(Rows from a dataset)
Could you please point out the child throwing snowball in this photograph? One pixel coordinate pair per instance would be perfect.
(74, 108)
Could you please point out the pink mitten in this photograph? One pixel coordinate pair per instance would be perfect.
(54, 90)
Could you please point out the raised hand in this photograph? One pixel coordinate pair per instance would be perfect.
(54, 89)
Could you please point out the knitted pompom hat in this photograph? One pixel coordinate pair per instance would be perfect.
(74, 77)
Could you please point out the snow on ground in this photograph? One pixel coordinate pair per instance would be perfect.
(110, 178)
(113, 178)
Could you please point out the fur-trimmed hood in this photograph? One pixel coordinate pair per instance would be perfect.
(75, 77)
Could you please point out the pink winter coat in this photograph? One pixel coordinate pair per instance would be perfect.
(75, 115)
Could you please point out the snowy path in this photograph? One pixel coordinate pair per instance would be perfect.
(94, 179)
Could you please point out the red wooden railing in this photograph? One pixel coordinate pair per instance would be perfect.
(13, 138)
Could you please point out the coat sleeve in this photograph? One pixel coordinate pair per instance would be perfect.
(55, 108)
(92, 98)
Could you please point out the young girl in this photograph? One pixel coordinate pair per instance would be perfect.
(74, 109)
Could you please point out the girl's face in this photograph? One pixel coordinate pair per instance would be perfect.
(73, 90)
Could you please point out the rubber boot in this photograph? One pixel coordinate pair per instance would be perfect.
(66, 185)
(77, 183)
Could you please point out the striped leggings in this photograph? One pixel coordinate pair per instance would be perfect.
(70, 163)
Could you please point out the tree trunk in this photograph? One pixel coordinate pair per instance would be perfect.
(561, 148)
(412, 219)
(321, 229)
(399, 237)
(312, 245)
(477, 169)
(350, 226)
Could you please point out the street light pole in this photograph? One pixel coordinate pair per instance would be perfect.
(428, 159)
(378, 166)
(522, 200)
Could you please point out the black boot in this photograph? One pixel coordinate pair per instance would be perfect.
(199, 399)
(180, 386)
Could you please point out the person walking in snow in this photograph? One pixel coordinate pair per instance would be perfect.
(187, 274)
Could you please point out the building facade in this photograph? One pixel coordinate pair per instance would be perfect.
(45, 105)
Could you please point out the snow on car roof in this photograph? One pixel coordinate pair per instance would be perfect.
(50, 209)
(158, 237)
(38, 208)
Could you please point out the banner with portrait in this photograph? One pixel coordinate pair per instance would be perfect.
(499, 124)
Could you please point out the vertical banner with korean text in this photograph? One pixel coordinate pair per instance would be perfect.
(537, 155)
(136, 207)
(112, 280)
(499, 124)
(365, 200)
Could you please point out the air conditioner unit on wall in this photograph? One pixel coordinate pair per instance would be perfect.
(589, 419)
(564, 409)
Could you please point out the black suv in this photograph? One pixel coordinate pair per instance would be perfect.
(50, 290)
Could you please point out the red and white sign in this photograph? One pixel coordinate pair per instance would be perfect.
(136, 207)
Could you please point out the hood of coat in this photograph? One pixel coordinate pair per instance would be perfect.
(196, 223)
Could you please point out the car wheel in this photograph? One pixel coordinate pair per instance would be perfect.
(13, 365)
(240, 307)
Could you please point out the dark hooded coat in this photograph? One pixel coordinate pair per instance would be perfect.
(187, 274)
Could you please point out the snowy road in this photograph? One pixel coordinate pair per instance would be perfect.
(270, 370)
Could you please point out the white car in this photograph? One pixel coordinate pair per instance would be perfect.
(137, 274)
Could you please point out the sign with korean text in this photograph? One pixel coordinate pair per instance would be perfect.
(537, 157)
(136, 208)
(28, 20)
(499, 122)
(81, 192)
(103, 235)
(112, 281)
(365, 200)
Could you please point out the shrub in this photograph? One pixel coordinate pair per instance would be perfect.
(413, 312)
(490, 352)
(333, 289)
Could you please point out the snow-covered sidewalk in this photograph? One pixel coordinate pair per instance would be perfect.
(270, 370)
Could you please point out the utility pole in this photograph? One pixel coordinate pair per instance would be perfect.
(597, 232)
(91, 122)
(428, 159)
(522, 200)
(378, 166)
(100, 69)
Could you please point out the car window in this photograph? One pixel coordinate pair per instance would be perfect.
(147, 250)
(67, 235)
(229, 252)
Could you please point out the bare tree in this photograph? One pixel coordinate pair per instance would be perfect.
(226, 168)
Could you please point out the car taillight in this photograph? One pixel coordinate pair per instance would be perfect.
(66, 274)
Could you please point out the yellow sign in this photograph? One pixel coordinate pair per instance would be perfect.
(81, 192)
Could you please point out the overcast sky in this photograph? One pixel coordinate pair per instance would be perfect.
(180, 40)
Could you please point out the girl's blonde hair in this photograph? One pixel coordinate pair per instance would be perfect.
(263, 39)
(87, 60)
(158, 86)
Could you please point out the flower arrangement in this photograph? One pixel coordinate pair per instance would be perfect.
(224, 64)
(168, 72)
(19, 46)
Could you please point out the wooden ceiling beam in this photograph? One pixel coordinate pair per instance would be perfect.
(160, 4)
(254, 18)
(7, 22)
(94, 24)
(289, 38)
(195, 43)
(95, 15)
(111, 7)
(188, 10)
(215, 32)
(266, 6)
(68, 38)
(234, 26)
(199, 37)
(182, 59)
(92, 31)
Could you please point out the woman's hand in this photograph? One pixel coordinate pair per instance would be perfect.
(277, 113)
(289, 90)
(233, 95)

◆ **Instructions to follow**: Reproduce the full set of records precisely.

◆ **Answer below**:
Could you please point out the child throwing snowball in this photograph? One pixel coordinate pair per instance would be perfect.
(74, 108)
Could you please point out the pink mitten in this photograph? One pixel coordinate pair per instance would be perfect.
(54, 90)
Could you please point out the raised hand in this photograph? One pixel coordinate pair per instance would be perfect.
(54, 89)
Could you please point out the knitted pompom hat in this photograph? One pixel coordinate pair per instance would be perfect.
(74, 77)
Could you please point out the snow on ground in this photograph? One pixel coordinate pair per instance would be perfect.
(110, 178)
(113, 178)
Could you please point out the fur-trimmed hood in this photograph? One pixel coordinate pair per instance would be perfect.
(75, 77)
Could you please point out the pink winter coat in this photograph? One pixel coordinate pair per instance would be perfect.
(75, 115)
Could you please point out the snowy path in this photograph? One pixel coordinate pair per instance would be perfect.
(94, 179)
Could you please point out the red wooden railing in this photograph? One pixel coordinate pair per instance would be perfect.
(13, 138)
Could you please point out the coat sleeve in this photograph? One pixel coordinate pair per instance would be perfect.
(55, 108)
(92, 98)
Could you please point out the young girl in this photograph? One pixel coordinate pair per instance would be perfect.
(74, 109)
Could you please point out the girl's face in this photograph? One pixel coordinate pair per instance would be perfect.
(73, 90)
Could you please point out the rubber boot in this photograph? One pixel coordinate pair per instance would be perfect.
(66, 185)
(77, 183)
Could you please point out the striped leggings in this photograph? One pixel coordinate pair per instance would be perfect.
(70, 163)
Could you please point out the tree trunk in this photograph? One pixel coordinate pair per instance would be perfect.
(561, 148)
(412, 219)
(321, 229)
(399, 237)
(312, 245)
(477, 169)
(350, 226)
Could you please point out the street light pole in this photograph? One pixel coordinate pair per instance would be perfect.
(428, 159)
(378, 166)
(522, 200)
Could you please point out the black boot in this photograph? One pixel coordinate pair per instance would be perfect.
(199, 399)
(180, 386)
Could you please point out the person walking in snow in this photograph? One pixel coordinate pair per instance would be perfect.
(187, 274)
Could you please point out the building facade in this photograph? One pixel coordinate pair per instance would be perfect.
(45, 105)
Could you please point out the snow on car roof in this photograph? One pixel coordinate pair per instance would be perfect.
(50, 209)
(158, 237)
(38, 208)
Could you please point out the banner with portrait in this photograph? One pixel coordinate pair per instance would be perfect.
(499, 124)
Could you please point out the vertical banner with korean text in this photograph? One pixel coordinate pair per instance would be perfect.
(537, 155)
(136, 207)
(112, 280)
(499, 124)
(365, 200)
Could you please point out the air conditioner unit on wall in this photograph? One pixel coordinate pair per instance would be perfect.
(589, 419)
(564, 409)
Could you please point out the black suv in this photograph? One pixel coordinate pair per instance would be perfect.
(50, 290)
Could you please point out the red and white sign in this photograph? One pixel coordinate pair per instance would be perfect.
(136, 207)
Could you please point out the hood of coat in this photograph? One pixel coordinate pair per instance would be perfect.
(196, 223)
Could you please point out the car wheel in this photograph? One pixel coordinate pair per instance would be perfect.
(13, 365)
(240, 307)
Could you please point out the dark hooded coat in this photograph? One pixel coordinate pair per instance would be perfect.
(187, 274)
Could you please point out the snowy road in this photograph? One pixel coordinate pair per instance would be perfect.
(270, 370)
Could you please point out the white car in this photograph? One pixel coordinate pair per instance would be perfect.
(137, 274)
Could you please point out the sign with korean text in this photograph? One pixel coordinate pair per instance would be perfect.
(537, 157)
(136, 208)
(28, 20)
(499, 122)
(81, 192)
(103, 235)
(112, 281)
(365, 200)
Could you please point out the shrub in this photograph? One pixel coordinate pair per instance would be perfect.
(413, 312)
(490, 352)
(333, 289)
Could you please point out the snow-covered sidewalk in this photograph? One pixel coordinate pair per instance would be perfect.
(270, 370)
Could you please point out the utility pole in this photograph? One pixel coordinate pair per instance would be perfect.
(597, 232)
(91, 122)
(428, 159)
(522, 200)
(378, 166)
(100, 69)
Could you please point out the car window in this photograph? One pixel coordinate pair per instance would be perfect.
(147, 250)
(67, 235)
(229, 252)
Could you please point out the bare tree in this photograph? One pixel coordinate pair per instance would be perfect.
(226, 168)
Could you please point out the car taillight in this photograph? One pixel coordinate pair per instance would be perfect.
(66, 274)
Could you please point out the yellow sign in this photograph? One pixel coordinate pair per instance would be perfect.
(81, 192)
Could you please point out the overcast sky in this photograph? One pixel coordinate pair per instance would be perfect.
(180, 40)
Could you please point out the girl's blonde hair in this photograph? One pixel coordinate pair per instance would be perfect.
(263, 39)
(87, 60)
(158, 86)
Could you please point out the flower arrangement in this photograph? One pixel coordinate pair per instance would be perfect.
(224, 64)
(168, 72)
(19, 46)
Could you please point out the wooden ceiling beam in this photograph? One pixel coordinate pair per instance would be perfect.
(160, 4)
(254, 18)
(7, 22)
(94, 24)
(289, 38)
(195, 43)
(95, 15)
(111, 7)
(188, 10)
(215, 32)
(266, 6)
(68, 38)
(234, 26)
(199, 37)
(182, 59)
(92, 31)
Could you please point out the woman's hand in this photograph? One pixel coordinate pair per instance would be perfect.
(277, 113)
(289, 90)
(233, 95)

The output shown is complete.